**Problem**
Gather every line in the rows that contains the word "evergreen" and list those lines as they appear.

**Material for the task**
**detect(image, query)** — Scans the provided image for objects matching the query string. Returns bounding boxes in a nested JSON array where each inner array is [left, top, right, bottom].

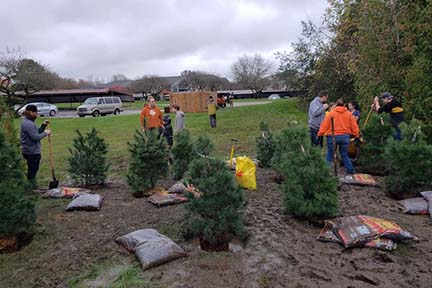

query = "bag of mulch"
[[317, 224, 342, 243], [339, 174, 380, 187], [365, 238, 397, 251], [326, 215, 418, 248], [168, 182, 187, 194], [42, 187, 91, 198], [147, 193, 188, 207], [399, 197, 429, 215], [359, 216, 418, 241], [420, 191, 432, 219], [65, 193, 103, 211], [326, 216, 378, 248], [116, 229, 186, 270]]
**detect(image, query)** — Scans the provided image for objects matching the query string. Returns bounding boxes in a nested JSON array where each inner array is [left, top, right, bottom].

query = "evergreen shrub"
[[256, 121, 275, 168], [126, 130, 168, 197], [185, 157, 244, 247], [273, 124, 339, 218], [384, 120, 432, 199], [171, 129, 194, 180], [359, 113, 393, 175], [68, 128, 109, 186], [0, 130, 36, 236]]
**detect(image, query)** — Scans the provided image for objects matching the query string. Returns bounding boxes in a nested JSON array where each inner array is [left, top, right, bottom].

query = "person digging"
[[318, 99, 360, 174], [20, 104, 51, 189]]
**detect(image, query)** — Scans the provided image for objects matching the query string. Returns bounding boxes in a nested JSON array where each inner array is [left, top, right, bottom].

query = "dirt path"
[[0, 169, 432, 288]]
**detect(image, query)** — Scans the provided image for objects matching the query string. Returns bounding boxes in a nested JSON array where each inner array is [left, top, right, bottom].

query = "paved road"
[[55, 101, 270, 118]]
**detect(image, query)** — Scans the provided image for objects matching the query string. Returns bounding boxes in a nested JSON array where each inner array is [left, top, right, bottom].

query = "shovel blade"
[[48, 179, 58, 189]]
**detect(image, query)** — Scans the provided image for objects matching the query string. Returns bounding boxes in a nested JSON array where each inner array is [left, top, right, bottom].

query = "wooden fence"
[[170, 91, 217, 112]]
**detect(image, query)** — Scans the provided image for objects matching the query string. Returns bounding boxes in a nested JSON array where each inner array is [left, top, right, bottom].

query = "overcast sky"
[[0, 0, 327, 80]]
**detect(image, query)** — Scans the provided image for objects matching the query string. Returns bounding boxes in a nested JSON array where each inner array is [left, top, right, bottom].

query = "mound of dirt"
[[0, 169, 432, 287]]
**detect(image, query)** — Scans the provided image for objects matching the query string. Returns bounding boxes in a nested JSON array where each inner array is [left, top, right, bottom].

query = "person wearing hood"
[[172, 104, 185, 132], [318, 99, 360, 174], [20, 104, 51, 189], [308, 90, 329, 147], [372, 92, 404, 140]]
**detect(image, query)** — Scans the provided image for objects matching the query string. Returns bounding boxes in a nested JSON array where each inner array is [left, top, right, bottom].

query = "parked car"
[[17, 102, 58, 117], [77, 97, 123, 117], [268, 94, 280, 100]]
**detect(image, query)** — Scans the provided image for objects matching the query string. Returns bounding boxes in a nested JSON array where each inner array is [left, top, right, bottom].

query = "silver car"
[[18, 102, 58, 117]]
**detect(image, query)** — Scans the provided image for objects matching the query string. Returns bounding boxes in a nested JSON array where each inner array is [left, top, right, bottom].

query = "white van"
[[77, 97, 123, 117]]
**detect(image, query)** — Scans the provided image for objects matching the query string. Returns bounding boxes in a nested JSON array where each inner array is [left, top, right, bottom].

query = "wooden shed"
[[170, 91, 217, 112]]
...
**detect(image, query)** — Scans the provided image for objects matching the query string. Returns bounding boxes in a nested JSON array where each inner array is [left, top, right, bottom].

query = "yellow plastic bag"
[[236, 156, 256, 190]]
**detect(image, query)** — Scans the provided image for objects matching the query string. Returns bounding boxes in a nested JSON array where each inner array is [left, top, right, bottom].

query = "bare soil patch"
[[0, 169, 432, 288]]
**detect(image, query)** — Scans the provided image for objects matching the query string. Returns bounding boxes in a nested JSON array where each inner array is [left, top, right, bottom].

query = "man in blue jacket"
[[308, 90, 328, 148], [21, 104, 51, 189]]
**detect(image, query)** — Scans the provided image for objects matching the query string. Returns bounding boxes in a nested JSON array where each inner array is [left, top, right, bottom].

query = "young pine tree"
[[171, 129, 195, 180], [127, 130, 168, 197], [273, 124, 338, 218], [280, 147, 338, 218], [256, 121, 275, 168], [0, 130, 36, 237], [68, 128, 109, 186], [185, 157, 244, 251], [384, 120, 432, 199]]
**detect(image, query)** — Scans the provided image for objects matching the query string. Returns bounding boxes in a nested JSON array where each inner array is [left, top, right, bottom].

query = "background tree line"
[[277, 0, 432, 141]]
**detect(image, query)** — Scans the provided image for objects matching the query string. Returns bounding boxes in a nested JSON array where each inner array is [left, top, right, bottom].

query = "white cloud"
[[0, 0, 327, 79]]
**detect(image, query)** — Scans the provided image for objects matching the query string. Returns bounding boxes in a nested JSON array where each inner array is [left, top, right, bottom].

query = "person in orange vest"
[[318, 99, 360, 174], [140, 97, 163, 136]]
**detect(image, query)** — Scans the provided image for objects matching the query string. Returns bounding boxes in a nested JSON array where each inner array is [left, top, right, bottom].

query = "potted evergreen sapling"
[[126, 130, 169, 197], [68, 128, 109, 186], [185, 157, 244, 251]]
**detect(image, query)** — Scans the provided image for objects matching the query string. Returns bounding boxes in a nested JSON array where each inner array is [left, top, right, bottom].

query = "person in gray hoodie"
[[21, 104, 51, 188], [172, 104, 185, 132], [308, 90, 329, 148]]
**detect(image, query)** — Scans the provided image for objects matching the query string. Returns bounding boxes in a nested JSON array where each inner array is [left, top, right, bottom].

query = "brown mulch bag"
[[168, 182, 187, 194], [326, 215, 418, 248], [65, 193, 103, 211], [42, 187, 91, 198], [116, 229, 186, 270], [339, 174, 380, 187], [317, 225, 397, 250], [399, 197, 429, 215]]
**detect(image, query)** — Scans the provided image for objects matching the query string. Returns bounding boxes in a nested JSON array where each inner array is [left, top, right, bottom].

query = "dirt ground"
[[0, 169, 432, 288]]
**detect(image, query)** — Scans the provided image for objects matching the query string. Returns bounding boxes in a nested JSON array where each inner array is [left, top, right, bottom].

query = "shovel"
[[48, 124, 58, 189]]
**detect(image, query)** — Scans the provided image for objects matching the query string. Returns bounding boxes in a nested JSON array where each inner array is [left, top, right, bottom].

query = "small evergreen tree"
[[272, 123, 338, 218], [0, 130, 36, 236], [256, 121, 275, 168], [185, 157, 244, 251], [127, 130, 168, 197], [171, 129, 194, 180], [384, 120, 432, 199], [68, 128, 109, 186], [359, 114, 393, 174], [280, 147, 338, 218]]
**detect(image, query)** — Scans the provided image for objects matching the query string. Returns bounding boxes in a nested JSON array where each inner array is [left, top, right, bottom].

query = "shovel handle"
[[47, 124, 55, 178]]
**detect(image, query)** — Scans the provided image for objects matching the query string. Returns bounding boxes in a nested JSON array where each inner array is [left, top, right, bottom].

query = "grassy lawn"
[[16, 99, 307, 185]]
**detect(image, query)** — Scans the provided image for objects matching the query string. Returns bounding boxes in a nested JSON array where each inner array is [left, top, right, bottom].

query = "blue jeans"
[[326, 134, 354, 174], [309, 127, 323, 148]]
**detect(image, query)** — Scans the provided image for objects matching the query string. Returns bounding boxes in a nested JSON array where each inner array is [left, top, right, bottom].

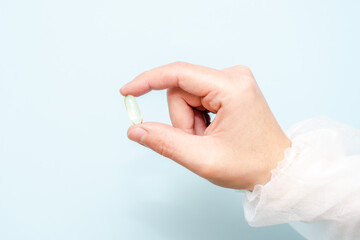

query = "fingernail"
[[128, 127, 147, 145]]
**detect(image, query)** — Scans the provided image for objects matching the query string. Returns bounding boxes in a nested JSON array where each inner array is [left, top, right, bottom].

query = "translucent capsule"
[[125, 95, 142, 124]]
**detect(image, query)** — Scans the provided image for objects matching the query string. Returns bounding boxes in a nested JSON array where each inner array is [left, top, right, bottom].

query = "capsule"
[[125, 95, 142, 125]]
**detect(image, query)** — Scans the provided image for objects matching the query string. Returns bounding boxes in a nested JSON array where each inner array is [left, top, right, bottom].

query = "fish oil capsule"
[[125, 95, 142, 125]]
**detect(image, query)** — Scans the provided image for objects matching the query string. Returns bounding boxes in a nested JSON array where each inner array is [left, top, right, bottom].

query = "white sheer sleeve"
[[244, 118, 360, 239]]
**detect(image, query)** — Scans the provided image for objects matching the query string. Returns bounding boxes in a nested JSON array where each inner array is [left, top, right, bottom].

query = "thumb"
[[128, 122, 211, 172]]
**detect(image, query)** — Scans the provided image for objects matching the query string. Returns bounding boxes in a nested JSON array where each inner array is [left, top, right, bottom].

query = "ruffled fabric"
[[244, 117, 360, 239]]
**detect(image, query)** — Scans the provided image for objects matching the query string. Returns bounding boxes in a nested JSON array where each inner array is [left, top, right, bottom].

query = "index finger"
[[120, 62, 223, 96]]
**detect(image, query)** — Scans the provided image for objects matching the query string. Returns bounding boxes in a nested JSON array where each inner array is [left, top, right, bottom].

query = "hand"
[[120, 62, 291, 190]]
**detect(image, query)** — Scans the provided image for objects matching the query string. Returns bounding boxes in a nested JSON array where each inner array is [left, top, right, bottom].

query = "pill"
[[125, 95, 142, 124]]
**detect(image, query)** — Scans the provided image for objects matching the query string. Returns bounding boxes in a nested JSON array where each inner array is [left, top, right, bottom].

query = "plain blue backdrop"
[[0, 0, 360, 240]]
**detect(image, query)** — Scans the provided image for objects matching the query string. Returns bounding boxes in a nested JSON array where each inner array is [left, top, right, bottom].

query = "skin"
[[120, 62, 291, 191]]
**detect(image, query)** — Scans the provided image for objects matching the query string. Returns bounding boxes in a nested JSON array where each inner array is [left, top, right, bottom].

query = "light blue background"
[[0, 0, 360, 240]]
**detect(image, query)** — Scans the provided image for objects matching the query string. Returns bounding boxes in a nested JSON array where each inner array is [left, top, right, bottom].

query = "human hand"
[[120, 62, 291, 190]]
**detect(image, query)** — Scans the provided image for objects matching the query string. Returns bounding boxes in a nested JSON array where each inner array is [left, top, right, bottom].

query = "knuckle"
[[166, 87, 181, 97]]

**Task solution**
query = "evergreen shrub"
query = "potted evergreen sapling"
query = "small evergreen tree"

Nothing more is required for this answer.